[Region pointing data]
▼
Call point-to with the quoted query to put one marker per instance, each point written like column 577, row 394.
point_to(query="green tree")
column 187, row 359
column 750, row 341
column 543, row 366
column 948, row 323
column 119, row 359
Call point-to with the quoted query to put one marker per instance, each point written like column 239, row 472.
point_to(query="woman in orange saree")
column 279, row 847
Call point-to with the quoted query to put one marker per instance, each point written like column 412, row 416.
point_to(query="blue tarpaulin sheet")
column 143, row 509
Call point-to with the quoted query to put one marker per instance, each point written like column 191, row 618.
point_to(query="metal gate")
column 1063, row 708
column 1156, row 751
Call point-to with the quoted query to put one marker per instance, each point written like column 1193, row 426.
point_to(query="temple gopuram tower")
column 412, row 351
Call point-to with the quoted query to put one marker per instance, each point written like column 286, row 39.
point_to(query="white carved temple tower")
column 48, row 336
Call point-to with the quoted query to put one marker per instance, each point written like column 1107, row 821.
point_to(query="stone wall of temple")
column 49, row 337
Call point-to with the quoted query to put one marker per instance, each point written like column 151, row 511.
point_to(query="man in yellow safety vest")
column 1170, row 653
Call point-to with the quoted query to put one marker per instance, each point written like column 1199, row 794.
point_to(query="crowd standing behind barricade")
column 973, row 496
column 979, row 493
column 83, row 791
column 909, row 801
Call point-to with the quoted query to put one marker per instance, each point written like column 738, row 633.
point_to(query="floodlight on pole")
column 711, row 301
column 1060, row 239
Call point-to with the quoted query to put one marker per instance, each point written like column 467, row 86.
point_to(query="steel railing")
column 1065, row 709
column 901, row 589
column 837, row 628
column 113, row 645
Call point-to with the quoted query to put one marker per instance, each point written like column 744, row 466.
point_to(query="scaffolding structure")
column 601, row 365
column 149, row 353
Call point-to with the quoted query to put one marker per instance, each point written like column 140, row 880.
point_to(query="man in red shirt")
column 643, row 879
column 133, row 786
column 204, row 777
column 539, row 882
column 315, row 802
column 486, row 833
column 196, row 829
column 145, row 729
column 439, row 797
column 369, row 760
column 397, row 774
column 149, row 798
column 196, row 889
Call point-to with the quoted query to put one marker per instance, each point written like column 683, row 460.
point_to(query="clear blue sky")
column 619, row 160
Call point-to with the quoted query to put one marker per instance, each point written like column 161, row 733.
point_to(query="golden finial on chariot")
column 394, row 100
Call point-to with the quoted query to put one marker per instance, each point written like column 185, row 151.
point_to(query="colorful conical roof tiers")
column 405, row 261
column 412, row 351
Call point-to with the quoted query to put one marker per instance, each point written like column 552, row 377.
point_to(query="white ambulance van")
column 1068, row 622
▲
Write out again every entry above, exactly as given.

* ANSWER BOX
Call point-to with the quoted query to put one marker per instance, each point written like column 577, row 394.
point_to(query="green tree")
column 187, row 359
column 750, row 341
column 543, row 366
column 948, row 323
column 119, row 359
Call point-to with the quoted query to put one marker per instance, each point written like column 239, row 472.
point_to(query="woman in orange saree")
column 279, row 847
Call point-to with the quoted query to put one marker per instance, each point written like column 412, row 416.
point_to(query="blue tarpaulin sheet")
column 143, row 509
Call point-to with the quoted query to put one marker per instance, each point written like column 191, row 618.
point_to(query="metal gate")
column 1063, row 708
column 1156, row 751
Call point-to with the quoted query to put one marker per instance, each point written like column 1193, row 426.
point_to(query="temple gopuram tower")
column 412, row 351
Call point-to with the quoted query to put one marker per instance, each point written like column 286, row 39.
point_to(query="white carved temple tower")
column 48, row 336
Call point-to with the quoted query to put one marker per instance, each point written like column 1107, row 821.
point_to(query="stone wall of temple")
column 49, row 337
Call point-to with the quoted query to put one marker per instance, each point written like column 151, row 511.
point_to(query="man in yellow safety vest")
column 1170, row 653
Call point-to with the quoted query to put one marker per instance, each point written like column 1199, row 794.
point_to(query="crowd standing behind barricade")
column 973, row 496
column 979, row 493
column 83, row 791
column 909, row 801
Call point-to with the quoted query to put one marker per instance, each point written like column 738, row 633.
point_to(query="floodlight on pole")
column 711, row 301
column 1060, row 239
Call point-to with the quoted query to put one marker per instance, each point written like column 467, row 86.
point_to(query="steel railing")
column 1065, row 709
column 901, row 589
column 837, row 628
column 113, row 645
Call point-to with the quoted query to put one marker per instance, each point written like column 744, row 466.
point_to(query="scaffolding structure")
column 601, row 365
column 149, row 353
Call point-to with the quoted query to put one marker per instance, each point written like column 140, row 880.
point_to(query="man in red shirt")
column 643, row 879
column 133, row 786
column 204, row 777
column 539, row 882
column 315, row 802
column 486, row 833
column 196, row 829
column 145, row 729
column 439, row 797
column 369, row 760
column 397, row 774
column 149, row 798
column 196, row 889
Call point-to with the quoted query to put one marker per instance, each point written like column 683, row 460.
point_to(query="clear blue sky")
column 619, row 160
Call point-to with the quoted query to put one marker per instance, each point written like column 161, row 733.
point_to(query="golden finial on chariot")
column 394, row 100
Call point-to with the quoted query to put one marker per instance, each point written like column 185, row 151.
point_to(query="colorful conical roof tiers")
column 405, row 261
column 412, row 351
Call point-to with the quoted query to put one marker per instance, each point written like column 552, row 377.
point_to(query="white ambulance van")
column 1068, row 622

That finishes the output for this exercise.